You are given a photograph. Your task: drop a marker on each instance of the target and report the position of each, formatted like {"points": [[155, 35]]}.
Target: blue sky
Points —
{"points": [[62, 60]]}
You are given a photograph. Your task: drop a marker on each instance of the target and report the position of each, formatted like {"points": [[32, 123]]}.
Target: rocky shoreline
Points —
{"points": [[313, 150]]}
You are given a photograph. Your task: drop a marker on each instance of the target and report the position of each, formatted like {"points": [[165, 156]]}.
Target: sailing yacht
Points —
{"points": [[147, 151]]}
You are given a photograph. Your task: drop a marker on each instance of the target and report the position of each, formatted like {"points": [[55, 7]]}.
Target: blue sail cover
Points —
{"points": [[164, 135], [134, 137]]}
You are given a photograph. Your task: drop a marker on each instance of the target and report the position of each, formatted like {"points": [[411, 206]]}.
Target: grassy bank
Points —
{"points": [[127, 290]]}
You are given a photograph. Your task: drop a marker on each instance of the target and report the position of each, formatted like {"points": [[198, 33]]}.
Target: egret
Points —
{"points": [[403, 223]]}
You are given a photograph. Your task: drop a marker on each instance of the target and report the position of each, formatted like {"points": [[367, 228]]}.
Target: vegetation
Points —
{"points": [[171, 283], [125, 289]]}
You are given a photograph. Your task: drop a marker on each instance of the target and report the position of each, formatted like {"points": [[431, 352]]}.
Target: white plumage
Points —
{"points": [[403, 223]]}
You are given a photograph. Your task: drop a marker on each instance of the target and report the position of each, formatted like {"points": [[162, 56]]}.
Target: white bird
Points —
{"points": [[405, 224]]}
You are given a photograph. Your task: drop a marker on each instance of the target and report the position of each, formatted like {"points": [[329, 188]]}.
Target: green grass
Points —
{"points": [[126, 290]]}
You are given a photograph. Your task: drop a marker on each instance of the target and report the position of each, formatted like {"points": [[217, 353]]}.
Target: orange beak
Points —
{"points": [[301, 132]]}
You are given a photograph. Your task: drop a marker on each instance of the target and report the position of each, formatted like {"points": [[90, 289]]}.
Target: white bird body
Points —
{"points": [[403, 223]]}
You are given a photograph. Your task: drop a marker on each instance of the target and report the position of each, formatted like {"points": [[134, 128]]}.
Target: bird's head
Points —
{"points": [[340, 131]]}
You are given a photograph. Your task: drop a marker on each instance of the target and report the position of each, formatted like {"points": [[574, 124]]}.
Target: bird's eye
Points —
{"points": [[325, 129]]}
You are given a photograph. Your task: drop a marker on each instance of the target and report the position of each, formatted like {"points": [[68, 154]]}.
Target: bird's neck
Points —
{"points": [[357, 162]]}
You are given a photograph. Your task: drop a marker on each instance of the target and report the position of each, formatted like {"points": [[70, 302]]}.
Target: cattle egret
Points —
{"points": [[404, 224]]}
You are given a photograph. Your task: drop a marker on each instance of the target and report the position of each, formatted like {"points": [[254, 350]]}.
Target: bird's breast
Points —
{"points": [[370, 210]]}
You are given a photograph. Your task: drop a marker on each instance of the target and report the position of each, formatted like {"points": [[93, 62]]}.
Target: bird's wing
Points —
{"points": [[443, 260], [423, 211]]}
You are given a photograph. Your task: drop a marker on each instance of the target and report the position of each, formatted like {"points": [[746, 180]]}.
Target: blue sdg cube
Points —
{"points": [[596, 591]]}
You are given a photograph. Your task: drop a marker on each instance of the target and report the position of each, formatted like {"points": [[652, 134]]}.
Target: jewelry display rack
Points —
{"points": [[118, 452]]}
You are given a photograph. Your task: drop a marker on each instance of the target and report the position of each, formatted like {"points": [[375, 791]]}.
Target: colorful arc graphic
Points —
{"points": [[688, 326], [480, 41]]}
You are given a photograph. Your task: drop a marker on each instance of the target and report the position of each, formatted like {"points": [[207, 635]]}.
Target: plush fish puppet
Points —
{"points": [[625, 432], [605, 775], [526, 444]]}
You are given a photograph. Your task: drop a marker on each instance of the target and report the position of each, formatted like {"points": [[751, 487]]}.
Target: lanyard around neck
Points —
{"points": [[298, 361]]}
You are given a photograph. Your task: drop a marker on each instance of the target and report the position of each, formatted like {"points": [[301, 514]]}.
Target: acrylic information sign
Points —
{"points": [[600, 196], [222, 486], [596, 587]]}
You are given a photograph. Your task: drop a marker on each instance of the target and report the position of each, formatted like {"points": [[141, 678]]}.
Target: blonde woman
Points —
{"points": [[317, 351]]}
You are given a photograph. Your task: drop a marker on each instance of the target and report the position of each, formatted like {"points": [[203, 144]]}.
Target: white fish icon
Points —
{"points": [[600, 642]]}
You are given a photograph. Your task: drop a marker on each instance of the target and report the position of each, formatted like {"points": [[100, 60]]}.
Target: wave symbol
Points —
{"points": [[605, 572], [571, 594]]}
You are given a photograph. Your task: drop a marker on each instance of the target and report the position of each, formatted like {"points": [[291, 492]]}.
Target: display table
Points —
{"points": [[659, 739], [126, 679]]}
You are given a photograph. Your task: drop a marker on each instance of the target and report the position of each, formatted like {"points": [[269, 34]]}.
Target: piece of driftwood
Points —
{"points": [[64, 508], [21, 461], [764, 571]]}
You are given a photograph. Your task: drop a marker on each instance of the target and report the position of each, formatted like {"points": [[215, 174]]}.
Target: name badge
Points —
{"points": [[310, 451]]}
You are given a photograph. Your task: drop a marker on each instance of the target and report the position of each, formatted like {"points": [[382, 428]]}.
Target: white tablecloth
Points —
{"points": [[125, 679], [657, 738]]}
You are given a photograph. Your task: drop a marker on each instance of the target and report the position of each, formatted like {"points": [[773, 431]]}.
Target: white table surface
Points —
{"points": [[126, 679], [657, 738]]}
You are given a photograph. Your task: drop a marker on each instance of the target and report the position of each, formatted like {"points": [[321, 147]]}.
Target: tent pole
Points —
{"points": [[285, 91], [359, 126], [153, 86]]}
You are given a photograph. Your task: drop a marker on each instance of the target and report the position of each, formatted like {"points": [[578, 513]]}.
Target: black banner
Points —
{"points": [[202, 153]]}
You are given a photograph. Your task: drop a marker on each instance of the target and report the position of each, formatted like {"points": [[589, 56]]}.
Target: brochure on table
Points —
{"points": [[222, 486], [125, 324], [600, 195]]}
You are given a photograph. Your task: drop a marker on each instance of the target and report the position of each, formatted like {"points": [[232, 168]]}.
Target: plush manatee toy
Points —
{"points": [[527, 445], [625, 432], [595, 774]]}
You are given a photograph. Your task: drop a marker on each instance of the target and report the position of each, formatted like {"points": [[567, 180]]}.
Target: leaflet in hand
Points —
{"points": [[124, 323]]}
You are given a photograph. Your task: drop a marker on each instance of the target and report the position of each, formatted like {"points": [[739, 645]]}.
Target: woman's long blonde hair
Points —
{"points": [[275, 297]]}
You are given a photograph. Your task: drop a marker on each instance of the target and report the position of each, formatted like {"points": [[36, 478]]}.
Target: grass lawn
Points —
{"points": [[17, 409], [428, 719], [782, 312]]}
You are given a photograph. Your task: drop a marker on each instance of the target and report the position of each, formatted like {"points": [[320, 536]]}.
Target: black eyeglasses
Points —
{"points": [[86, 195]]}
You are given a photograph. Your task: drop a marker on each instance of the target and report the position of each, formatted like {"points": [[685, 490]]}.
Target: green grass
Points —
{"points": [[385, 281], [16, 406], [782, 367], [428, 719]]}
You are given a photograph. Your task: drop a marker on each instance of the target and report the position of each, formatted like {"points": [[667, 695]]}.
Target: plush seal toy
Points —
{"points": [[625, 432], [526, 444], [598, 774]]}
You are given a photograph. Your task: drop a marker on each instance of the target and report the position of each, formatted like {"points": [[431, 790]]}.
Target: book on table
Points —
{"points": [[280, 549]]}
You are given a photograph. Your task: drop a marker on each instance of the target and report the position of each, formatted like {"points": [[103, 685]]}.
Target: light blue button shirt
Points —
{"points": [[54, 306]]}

= = = = =

• JOB: How many lines in the rows above contain the word "neck"? Reply with the number alone.

• RESULT FOR THIS EXERCISE: 2